▶ **Task prompt**
Extract all records. Keep each one exact.

START Material to process

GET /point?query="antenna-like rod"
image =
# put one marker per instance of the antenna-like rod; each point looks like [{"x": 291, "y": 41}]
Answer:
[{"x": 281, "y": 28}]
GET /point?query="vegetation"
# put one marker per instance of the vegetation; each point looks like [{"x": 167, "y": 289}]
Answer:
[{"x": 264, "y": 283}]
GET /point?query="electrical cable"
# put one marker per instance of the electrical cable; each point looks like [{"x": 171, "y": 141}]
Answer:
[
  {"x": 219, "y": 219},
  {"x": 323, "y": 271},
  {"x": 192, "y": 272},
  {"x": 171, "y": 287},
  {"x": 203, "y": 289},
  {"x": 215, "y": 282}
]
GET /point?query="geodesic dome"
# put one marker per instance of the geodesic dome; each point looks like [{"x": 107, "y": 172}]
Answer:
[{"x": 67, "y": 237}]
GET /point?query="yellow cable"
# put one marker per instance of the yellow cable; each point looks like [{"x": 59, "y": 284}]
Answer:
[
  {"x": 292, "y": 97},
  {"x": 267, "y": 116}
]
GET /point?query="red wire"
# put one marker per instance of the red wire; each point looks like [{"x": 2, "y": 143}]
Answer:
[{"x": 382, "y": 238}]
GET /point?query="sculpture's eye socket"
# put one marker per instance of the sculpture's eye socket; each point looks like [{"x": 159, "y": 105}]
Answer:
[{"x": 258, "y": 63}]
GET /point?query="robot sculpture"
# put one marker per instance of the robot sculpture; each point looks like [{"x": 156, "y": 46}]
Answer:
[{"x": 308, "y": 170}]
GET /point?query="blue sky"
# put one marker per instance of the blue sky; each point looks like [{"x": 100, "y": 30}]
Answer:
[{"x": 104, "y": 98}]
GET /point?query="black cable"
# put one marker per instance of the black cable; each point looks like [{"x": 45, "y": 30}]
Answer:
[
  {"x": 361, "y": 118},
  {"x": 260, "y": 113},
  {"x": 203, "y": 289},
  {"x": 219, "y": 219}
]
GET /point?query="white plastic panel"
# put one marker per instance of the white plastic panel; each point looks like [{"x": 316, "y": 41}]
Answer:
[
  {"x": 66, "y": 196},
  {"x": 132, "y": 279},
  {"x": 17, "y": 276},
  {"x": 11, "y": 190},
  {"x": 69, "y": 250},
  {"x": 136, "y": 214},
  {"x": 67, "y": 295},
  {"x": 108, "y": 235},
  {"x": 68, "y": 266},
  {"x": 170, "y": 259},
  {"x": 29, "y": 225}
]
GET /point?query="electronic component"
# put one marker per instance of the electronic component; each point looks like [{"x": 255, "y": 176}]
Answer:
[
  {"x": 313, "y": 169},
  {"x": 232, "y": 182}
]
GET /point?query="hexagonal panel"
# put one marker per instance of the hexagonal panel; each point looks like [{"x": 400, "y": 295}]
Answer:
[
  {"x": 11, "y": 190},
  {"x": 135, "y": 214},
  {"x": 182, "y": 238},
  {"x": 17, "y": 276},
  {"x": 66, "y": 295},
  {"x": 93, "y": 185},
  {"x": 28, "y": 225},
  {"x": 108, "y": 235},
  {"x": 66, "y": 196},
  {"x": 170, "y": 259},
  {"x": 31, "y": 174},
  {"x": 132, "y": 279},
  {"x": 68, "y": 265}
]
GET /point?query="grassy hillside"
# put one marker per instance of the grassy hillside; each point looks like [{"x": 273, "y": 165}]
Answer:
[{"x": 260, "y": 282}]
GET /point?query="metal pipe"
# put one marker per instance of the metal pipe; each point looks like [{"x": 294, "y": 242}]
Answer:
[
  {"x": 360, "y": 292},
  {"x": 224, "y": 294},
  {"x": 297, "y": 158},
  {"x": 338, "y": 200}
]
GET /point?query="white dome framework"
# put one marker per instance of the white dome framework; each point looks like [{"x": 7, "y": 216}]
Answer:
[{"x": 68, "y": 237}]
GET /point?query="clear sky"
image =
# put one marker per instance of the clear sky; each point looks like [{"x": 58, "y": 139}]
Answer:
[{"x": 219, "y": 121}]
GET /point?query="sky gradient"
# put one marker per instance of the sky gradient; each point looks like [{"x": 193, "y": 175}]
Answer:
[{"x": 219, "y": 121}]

END Material to process

▶ **Solution below**
GET /point?query="antenna-like rod"
image =
# put one marker per instance of the antenna-like rod; each point looks like [{"x": 291, "y": 41}]
Answer:
[{"x": 281, "y": 28}]
GET /point?query="vegetation"
# put one marker per instance of the vegetation; each point looks like [{"x": 167, "y": 289}]
Answer:
[{"x": 264, "y": 283}]
GET /point?query="electrical cable"
# put one marker per instance of the electrical cable; each point looks like [{"x": 171, "y": 141}]
Answer:
[
  {"x": 219, "y": 219},
  {"x": 323, "y": 271},
  {"x": 192, "y": 272},
  {"x": 171, "y": 287},
  {"x": 203, "y": 289},
  {"x": 215, "y": 282}
]
GET /point?query="geodesic dome"
# put one marker per instance of the geodesic dome; each point looks like [{"x": 107, "y": 172}]
Answer:
[{"x": 67, "y": 237}]
GET /point?query="yellow cable"
# put one marker per instance of the yellow cable; each point looks like [{"x": 59, "y": 284}]
Answer:
[
  {"x": 292, "y": 97},
  {"x": 267, "y": 116}
]
GET /point?query="red wire"
# put one marker per instance of the red wire; each point looks like [{"x": 2, "y": 143}]
Answer:
[{"x": 382, "y": 238}]
GET /point?query="sculpture's eye socket"
# put one marker per instance of the sculpture's eye socket; each point looks like [{"x": 159, "y": 105}]
Answer:
[{"x": 258, "y": 63}]
GET /point?query="robot sculpture"
# put one marker per instance of the robot sculpture; each point looks like [{"x": 156, "y": 46}]
Answer:
[{"x": 308, "y": 170}]
GET /point?query="blue sky"
# put one marker per instance of the blue sky; each point looks like [{"x": 100, "y": 30}]
Answer:
[{"x": 104, "y": 98}]
GET /point?query="black cable"
# put one marker per instance of the black cable; each point looks like [{"x": 45, "y": 30}]
Answer:
[
  {"x": 361, "y": 118},
  {"x": 260, "y": 113},
  {"x": 203, "y": 289},
  {"x": 219, "y": 219}
]
GET /point?query="white plastic panel"
# put one marker per instance of the white plastic panel; each point looks like [{"x": 316, "y": 41}]
Answer:
[
  {"x": 66, "y": 196},
  {"x": 132, "y": 279},
  {"x": 17, "y": 276},
  {"x": 11, "y": 190},
  {"x": 69, "y": 250},
  {"x": 136, "y": 214},
  {"x": 67, "y": 295},
  {"x": 108, "y": 235},
  {"x": 68, "y": 266},
  {"x": 170, "y": 259},
  {"x": 29, "y": 225}
]
GET /point?query="electronic component"
# put one marker per instance of the electronic component; each point looks like [{"x": 255, "y": 176}]
Answer:
[
  {"x": 313, "y": 169},
  {"x": 232, "y": 182}
]
GET /point?query="hexagonal panel"
# put one marker per instance of the hexagonal panel; each point looks like [{"x": 400, "y": 295}]
Answer:
[
  {"x": 11, "y": 190},
  {"x": 135, "y": 214},
  {"x": 182, "y": 238},
  {"x": 17, "y": 276},
  {"x": 66, "y": 295},
  {"x": 93, "y": 185},
  {"x": 28, "y": 225},
  {"x": 108, "y": 235},
  {"x": 66, "y": 196},
  {"x": 170, "y": 259},
  {"x": 31, "y": 174},
  {"x": 132, "y": 279},
  {"x": 68, "y": 265}
]
GET /point?query="grassy hillside"
# put one marker per instance of the grassy hillside; each point looks like [{"x": 273, "y": 165}]
Answer:
[{"x": 260, "y": 282}]
GET /point?query="metal pipe"
# put one marker per instance of the metal pipe; each point looks like [{"x": 294, "y": 242}]
Answer:
[
  {"x": 360, "y": 292},
  {"x": 224, "y": 294},
  {"x": 297, "y": 158},
  {"x": 338, "y": 200}
]
GET /point?query="white dome framework"
# put one marker per instance of the white dome framework; each point looks like [{"x": 7, "y": 216}]
Answer:
[{"x": 68, "y": 237}]
GET /point?query="clear sky"
image =
# put one marker per instance of the clear sky; each point looks like [{"x": 58, "y": 139}]
Answer:
[{"x": 219, "y": 121}]
GET /point?query="sky gradient"
# put one marker per instance of the sky gradient; each point looks like [{"x": 193, "y": 175}]
Answer:
[{"x": 219, "y": 121}]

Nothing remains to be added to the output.